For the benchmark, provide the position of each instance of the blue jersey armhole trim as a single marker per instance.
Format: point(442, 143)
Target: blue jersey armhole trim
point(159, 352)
▬▬▬
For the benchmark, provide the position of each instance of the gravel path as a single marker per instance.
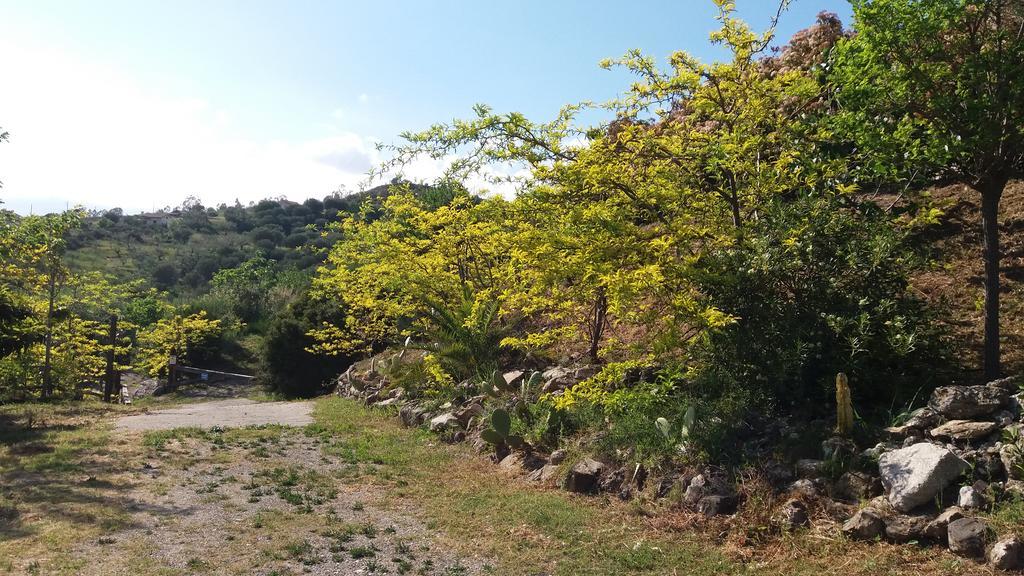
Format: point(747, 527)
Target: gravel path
▬▬▬
GIVEN EXERCISE> Rewrite the material starting at the line containing "trim as a single marker per instance." and ending at the line containing "point(159, 352)", replacing "blue" with "green" and leaving everything else as it is.

SOLVED PROBLEM>
For the benchmark, provide the position of each instance of the green jersey armhole trim as a single marker per instance.
Format: point(442, 143)
Target: green jersey armhole trim
point(159, 352)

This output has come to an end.